JOB: Rewrite each line of the listing below as a row in a Markdown table with the columns Row and Line, numbering the rows and skipping blank lines. Leave out the pictures.

Segmentation mask data:
● ● ● ● ● ● ●

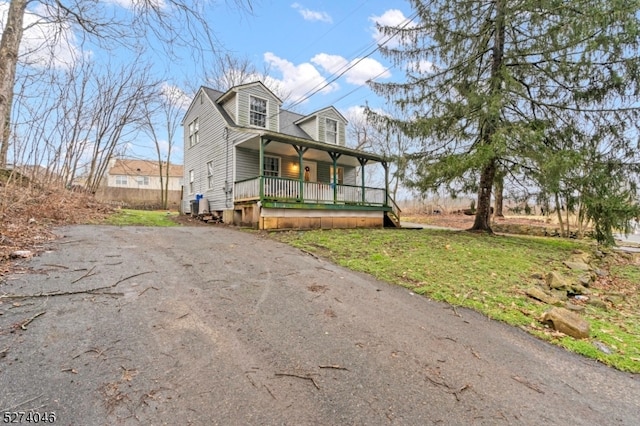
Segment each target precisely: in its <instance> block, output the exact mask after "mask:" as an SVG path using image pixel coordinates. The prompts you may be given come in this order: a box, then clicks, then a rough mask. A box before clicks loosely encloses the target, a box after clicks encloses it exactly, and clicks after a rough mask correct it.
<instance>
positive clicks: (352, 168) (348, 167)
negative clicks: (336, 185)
mask: <svg viewBox="0 0 640 426" xmlns="http://www.w3.org/2000/svg"><path fill="white" fill-rule="evenodd" d="M356 181H357V182H356ZM344 184H345V185H354V186H355V185H361V184H362V182H361V181H360V180H358V179H357V173H356V167H345V168H344Z"/></svg>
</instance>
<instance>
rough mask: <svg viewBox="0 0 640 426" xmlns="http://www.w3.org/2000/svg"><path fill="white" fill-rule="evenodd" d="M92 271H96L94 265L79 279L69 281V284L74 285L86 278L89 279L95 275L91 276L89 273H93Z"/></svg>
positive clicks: (94, 266)
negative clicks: (89, 278)
mask: <svg viewBox="0 0 640 426" xmlns="http://www.w3.org/2000/svg"><path fill="white" fill-rule="evenodd" d="M94 269H96V265H93V267H92V268H91V269H89V270H88V271H87V273H86V274H84V275H83V276H81V277H80V278H78V279H75V280H73V281H71V284H75V283H77V282H78V281H80V280H81V279H83V278H87V277H90V276H91V275H95V274H92V273H91V272H93V270H94Z"/></svg>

● ● ● ● ● ● ●

WRITTEN ANSWER:
| Row | Line |
|---|---|
| 1 | Segment each target precisely: in its <instance> block, output the exact mask after "mask:" as an SVG path using image pixel coordinates. The prompts you may be given come in this order: a box, then clicks, then a rough mask. A box before clicks loosely encloses the target, a box after clicks encloses it exactly, and clicks after a rough mask correct it. |
| 2 | <instance> |
| 3 | positive clicks: (352, 168) (348, 167) |
| 4 | negative clicks: (336, 185) |
| 5 | mask: <svg viewBox="0 0 640 426" xmlns="http://www.w3.org/2000/svg"><path fill="white" fill-rule="evenodd" d="M356 181H357V182H356ZM344 184H345V185H354V186H355V185H361V184H362V182H361V181H360V180H358V179H357V173H356V167H345V168H344Z"/></svg> |
| 6 | </instance> |
| 7 | <instance> |
| 8 | rough mask: <svg viewBox="0 0 640 426" xmlns="http://www.w3.org/2000/svg"><path fill="white" fill-rule="evenodd" d="M92 271H96L94 265L79 279L69 281V284L74 285L86 278L89 279L95 275L91 276L89 273H93Z"/></svg> |
| 9 | positive clicks: (94, 266) |
| 10 | negative clicks: (89, 278) |
| 11 | mask: <svg viewBox="0 0 640 426" xmlns="http://www.w3.org/2000/svg"><path fill="white" fill-rule="evenodd" d="M94 269H96V265H93V267H92V268H91V269H89V270H88V271H87V273H86V274H84V275H83V276H81V277H80V278H78V279H75V280H73V281H71V284H75V283H77V282H78V281H80V280H81V279H83V278H87V277H90V276H91V275H95V274H92V273H91V272H93V270H94Z"/></svg> |